**Task brief:**
Print, exactly and without pictures, the lines from the one where "Mark one point per instance of the railing" appears down to the end of the entries.
·····
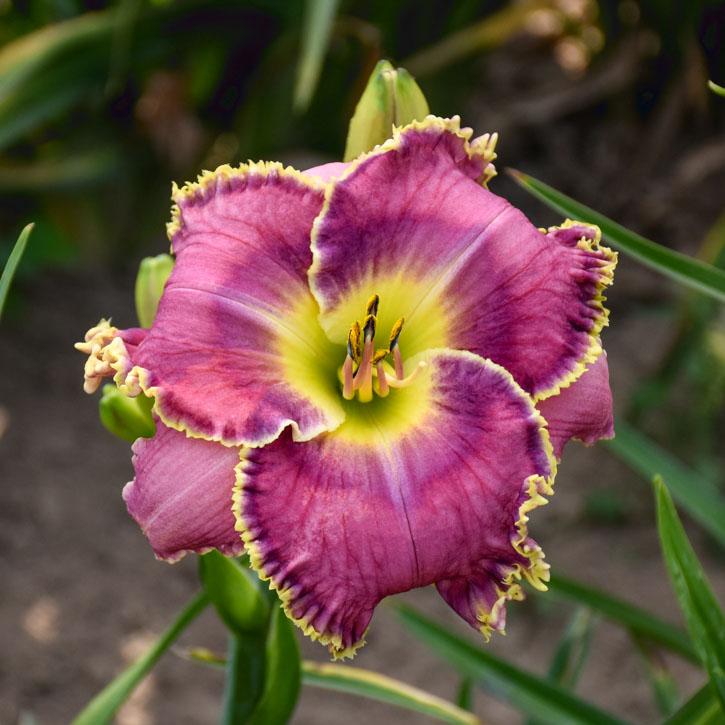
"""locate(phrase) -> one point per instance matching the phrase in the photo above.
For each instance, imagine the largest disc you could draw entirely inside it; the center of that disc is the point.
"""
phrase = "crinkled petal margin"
(529, 558)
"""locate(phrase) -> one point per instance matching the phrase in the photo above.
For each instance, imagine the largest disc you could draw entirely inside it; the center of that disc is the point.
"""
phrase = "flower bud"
(127, 418)
(391, 98)
(150, 280)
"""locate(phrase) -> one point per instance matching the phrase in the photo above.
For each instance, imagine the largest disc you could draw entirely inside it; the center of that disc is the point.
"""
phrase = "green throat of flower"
(367, 370)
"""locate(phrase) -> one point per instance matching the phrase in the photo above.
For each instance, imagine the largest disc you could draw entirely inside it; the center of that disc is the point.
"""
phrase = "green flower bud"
(391, 98)
(127, 418)
(150, 280)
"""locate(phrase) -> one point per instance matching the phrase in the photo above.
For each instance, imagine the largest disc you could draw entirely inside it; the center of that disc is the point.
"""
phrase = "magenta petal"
(182, 494)
(462, 266)
(583, 410)
(326, 172)
(232, 332)
(432, 486)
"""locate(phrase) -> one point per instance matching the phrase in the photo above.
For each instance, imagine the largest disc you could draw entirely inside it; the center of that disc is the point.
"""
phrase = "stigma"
(366, 369)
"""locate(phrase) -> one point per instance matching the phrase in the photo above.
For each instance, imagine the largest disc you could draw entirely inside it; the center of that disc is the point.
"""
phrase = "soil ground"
(82, 594)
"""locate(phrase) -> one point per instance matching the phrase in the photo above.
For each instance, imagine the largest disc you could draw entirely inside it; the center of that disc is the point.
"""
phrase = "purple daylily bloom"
(349, 468)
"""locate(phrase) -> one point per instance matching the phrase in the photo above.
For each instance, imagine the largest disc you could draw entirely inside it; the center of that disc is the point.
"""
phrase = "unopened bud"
(391, 98)
(150, 280)
(127, 418)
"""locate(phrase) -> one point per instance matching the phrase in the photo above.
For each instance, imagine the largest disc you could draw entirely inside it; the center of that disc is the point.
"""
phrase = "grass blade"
(316, 30)
(639, 621)
(703, 708)
(695, 494)
(103, 706)
(12, 264)
(686, 270)
(533, 695)
(703, 615)
(356, 681)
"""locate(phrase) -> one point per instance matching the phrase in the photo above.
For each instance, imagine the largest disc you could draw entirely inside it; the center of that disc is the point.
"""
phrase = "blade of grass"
(12, 264)
(703, 708)
(686, 270)
(532, 695)
(694, 493)
(103, 706)
(316, 29)
(376, 686)
(703, 615)
(571, 653)
(637, 620)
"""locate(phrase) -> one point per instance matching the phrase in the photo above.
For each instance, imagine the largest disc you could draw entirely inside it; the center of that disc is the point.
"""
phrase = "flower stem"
(245, 677)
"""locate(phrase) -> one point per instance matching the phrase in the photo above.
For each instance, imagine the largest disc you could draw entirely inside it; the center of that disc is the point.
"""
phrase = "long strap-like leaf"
(686, 270)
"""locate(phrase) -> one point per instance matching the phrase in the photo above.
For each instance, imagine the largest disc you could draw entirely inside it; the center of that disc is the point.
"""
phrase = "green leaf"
(376, 686)
(233, 591)
(703, 615)
(282, 673)
(316, 30)
(530, 694)
(12, 264)
(637, 620)
(715, 88)
(102, 708)
(702, 500)
(703, 708)
(686, 270)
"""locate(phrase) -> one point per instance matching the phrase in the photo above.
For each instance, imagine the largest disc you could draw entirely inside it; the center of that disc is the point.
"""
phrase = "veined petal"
(235, 353)
(583, 410)
(182, 494)
(326, 172)
(352, 516)
(462, 266)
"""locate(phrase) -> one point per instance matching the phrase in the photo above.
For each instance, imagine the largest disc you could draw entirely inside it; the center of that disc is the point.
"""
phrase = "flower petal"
(428, 485)
(182, 494)
(583, 410)
(466, 269)
(235, 353)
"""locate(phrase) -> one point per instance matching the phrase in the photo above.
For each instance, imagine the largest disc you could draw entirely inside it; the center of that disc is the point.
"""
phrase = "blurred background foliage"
(102, 104)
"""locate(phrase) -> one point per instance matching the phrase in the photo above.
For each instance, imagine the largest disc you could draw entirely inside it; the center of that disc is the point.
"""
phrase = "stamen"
(405, 382)
(397, 357)
(383, 387)
(360, 378)
(348, 391)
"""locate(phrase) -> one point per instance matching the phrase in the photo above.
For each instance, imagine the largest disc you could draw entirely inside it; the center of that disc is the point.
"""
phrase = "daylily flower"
(375, 365)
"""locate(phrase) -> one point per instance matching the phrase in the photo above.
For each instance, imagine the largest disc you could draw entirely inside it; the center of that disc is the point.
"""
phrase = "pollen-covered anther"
(370, 362)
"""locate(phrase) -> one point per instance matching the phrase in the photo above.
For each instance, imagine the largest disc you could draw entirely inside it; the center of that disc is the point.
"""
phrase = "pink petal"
(236, 333)
(428, 486)
(182, 494)
(460, 264)
(583, 410)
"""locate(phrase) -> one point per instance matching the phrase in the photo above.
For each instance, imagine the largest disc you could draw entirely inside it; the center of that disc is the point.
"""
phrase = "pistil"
(371, 362)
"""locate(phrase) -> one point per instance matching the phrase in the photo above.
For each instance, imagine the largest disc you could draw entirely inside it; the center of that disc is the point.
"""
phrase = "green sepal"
(233, 591)
(391, 98)
(127, 418)
(150, 280)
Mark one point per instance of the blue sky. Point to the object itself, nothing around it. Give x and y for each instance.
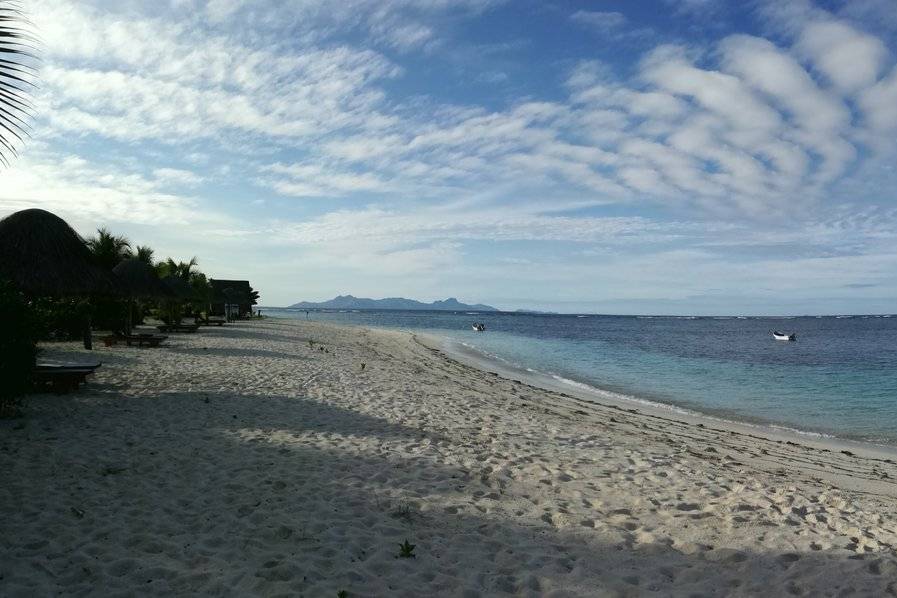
(697, 156)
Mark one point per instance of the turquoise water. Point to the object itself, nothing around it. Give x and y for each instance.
(839, 378)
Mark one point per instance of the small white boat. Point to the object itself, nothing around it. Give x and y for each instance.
(784, 336)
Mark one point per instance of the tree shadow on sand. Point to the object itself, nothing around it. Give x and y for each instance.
(237, 352)
(283, 496)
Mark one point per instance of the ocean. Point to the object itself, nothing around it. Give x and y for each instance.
(838, 379)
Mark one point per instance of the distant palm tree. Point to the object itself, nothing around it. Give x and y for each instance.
(144, 254)
(17, 76)
(109, 250)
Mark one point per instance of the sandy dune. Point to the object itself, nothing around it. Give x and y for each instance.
(246, 460)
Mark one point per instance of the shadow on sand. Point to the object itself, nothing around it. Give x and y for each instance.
(260, 495)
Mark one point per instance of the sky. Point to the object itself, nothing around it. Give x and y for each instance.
(665, 157)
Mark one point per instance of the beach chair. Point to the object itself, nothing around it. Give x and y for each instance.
(150, 340)
(61, 378)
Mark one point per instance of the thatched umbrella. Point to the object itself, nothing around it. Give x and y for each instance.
(42, 255)
(140, 281)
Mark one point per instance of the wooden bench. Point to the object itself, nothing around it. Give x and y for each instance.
(152, 340)
(61, 378)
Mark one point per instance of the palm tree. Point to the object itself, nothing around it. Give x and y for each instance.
(109, 250)
(182, 270)
(17, 77)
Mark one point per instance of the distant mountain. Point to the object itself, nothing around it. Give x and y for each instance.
(350, 302)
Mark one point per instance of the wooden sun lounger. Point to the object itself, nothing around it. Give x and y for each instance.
(178, 328)
(151, 340)
(61, 379)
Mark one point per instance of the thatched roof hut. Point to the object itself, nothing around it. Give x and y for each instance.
(42, 255)
(140, 280)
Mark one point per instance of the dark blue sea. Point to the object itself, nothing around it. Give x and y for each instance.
(838, 379)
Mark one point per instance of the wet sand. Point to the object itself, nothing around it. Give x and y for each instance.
(292, 458)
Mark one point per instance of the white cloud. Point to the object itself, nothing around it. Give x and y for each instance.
(850, 59)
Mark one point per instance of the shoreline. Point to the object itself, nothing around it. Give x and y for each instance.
(480, 360)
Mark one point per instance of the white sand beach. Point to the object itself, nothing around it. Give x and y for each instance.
(291, 458)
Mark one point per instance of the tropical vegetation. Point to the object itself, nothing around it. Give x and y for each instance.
(18, 73)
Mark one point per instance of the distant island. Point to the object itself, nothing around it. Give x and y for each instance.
(350, 302)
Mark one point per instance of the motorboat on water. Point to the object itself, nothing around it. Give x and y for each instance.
(784, 336)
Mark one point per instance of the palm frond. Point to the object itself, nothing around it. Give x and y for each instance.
(19, 48)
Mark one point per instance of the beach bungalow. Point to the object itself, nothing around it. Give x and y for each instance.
(231, 298)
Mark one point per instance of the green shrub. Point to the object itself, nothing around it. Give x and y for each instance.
(59, 319)
(18, 349)
(110, 314)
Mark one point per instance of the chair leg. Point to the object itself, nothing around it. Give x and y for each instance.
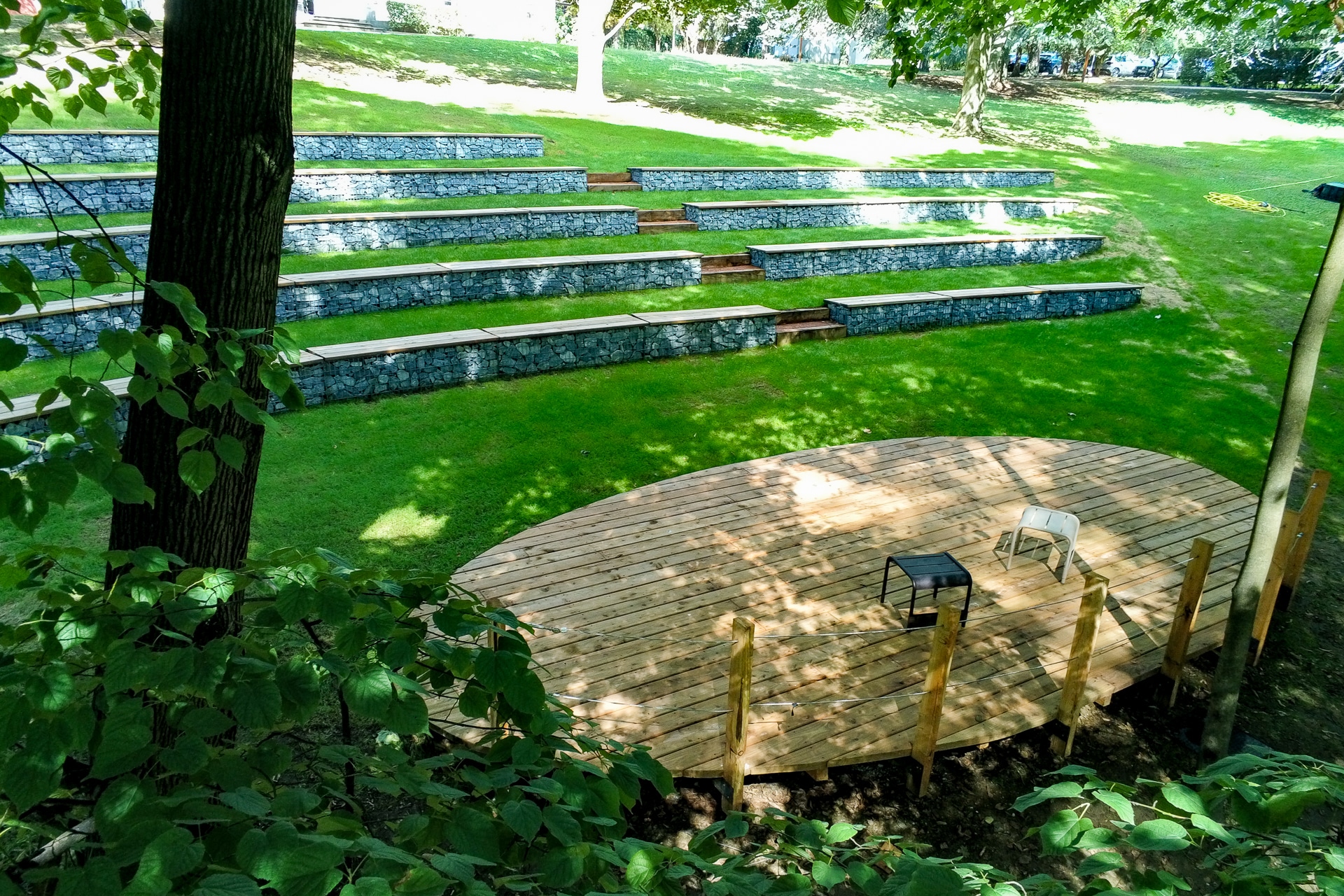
(1069, 558)
(1012, 545)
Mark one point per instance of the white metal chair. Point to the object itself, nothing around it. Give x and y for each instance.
(1046, 520)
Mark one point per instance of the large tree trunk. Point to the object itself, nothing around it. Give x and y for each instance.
(974, 85)
(226, 158)
(1269, 514)
(592, 41)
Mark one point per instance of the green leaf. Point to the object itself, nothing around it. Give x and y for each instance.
(293, 802)
(246, 801)
(934, 880)
(562, 825)
(182, 298)
(52, 688)
(197, 469)
(523, 816)
(308, 869)
(1183, 798)
(1159, 834)
(473, 834)
(1120, 805)
(1062, 790)
(174, 405)
(370, 692)
(227, 886)
(841, 832)
(641, 871)
(827, 875)
(1101, 862)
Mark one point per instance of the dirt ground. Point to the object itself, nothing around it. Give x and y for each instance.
(1292, 701)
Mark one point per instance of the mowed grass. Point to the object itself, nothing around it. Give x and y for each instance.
(432, 480)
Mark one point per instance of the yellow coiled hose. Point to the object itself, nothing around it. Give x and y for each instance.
(1241, 203)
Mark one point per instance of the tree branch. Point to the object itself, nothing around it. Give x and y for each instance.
(622, 22)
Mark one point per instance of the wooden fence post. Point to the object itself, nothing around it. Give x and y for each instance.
(1079, 654)
(936, 688)
(1187, 612)
(739, 710)
(1288, 539)
(1307, 520)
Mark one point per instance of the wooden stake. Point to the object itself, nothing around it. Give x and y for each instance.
(1307, 520)
(936, 688)
(739, 708)
(1079, 656)
(1288, 539)
(1187, 612)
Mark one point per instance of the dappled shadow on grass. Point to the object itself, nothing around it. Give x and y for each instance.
(465, 468)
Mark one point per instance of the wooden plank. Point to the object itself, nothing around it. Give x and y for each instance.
(936, 684)
(1187, 613)
(1081, 653)
(1307, 520)
(739, 711)
(1288, 539)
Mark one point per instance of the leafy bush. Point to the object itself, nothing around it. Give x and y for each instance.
(1193, 66)
(1241, 813)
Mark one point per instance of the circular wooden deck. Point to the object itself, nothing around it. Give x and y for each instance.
(647, 583)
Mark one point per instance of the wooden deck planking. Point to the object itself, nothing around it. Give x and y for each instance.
(797, 542)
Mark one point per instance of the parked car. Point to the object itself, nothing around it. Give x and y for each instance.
(1123, 65)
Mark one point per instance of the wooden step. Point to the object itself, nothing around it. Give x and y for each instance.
(806, 315)
(667, 226)
(790, 333)
(650, 216)
(732, 274)
(726, 261)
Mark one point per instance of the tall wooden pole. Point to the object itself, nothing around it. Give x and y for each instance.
(1278, 476)
(936, 688)
(739, 711)
(1187, 613)
(1079, 654)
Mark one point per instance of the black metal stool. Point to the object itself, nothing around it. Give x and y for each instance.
(929, 571)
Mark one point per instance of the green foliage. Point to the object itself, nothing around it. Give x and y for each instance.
(1241, 814)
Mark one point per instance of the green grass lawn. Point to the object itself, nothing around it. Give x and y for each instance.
(430, 480)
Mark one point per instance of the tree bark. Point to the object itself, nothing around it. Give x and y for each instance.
(592, 41)
(226, 158)
(974, 85)
(1269, 514)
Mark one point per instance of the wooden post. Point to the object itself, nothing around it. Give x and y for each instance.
(1288, 539)
(1079, 654)
(1187, 612)
(1307, 520)
(739, 708)
(936, 688)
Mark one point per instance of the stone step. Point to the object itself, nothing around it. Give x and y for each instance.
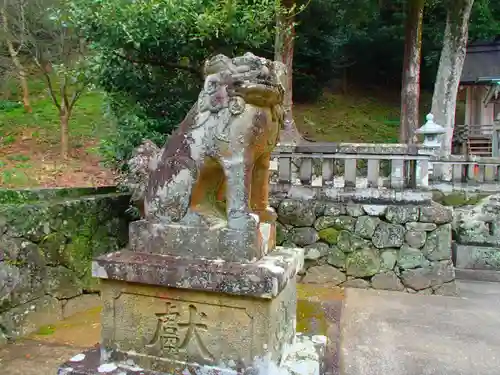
(477, 275)
(395, 333)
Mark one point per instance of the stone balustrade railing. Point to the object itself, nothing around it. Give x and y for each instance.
(389, 166)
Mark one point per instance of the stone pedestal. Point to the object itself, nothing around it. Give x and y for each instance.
(164, 311)
(213, 241)
(167, 313)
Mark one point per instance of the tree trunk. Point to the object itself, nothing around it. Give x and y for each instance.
(283, 52)
(17, 63)
(444, 98)
(64, 121)
(410, 91)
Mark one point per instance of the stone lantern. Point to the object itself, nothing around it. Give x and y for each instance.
(432, 143)
(431, 132)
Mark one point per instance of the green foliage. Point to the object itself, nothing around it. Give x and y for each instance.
(150, 55)
(323, 30)
(7, 105)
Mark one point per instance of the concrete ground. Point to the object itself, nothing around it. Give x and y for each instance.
(42, 354)
(382, 333)
(401, 334)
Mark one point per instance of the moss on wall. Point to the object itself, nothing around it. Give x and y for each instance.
(48, 238)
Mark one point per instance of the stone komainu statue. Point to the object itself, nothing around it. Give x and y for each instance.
(221, 151)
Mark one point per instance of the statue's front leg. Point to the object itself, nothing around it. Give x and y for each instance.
(238, 171)
(259, 200)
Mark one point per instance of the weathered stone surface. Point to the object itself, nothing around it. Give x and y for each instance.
(345, 223)
(426, 292)
(296, 212)
(79, 304)
(438, 244)
(388, 235)
(281, 233)
(349, 242)
(214, 241)
(479, 224)
(402, 214)
(140, 308)
(411, 258)
(415, 239)
(375, 209)
(363, 263)
(354, 210)
(334, 209)
(324, 222)
(315, 251)
(387, 281)
(24, 319)
(326, 275)
(61, 282)
(46, 247)
(304, 236)
(477, 257)
(417, 279)
(420, 227)
(336, 257)
(442, 272)
(433, 275)
(365, 226)
(447, 289)
(329, 235)
(265, 278)
(388, 259)
(436, 213)
(356, 283)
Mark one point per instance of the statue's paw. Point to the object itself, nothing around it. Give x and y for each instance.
(267, 216)
(242, 220)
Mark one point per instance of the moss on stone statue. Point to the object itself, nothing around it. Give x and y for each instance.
(23, 196)
(329, 235)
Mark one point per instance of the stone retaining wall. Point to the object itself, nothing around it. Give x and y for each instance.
(477, 235)
(392, 247)
(47, 240)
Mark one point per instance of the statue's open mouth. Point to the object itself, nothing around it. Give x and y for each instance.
(260, 92)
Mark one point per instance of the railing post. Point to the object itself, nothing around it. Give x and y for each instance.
(495, 140)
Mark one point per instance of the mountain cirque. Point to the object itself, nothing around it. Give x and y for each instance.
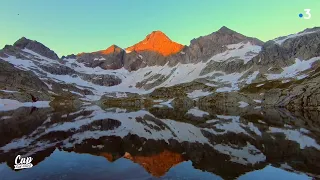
·····
**Solution for this exercise:**
Mark one point per instance of the railing post. Point to the object itself, nothing around it. Give x and y for each instance.
(495, 140)
Mark one point per instance of the mountain cirque. Point to the object itself, nothing around it. Give x and y for each instance.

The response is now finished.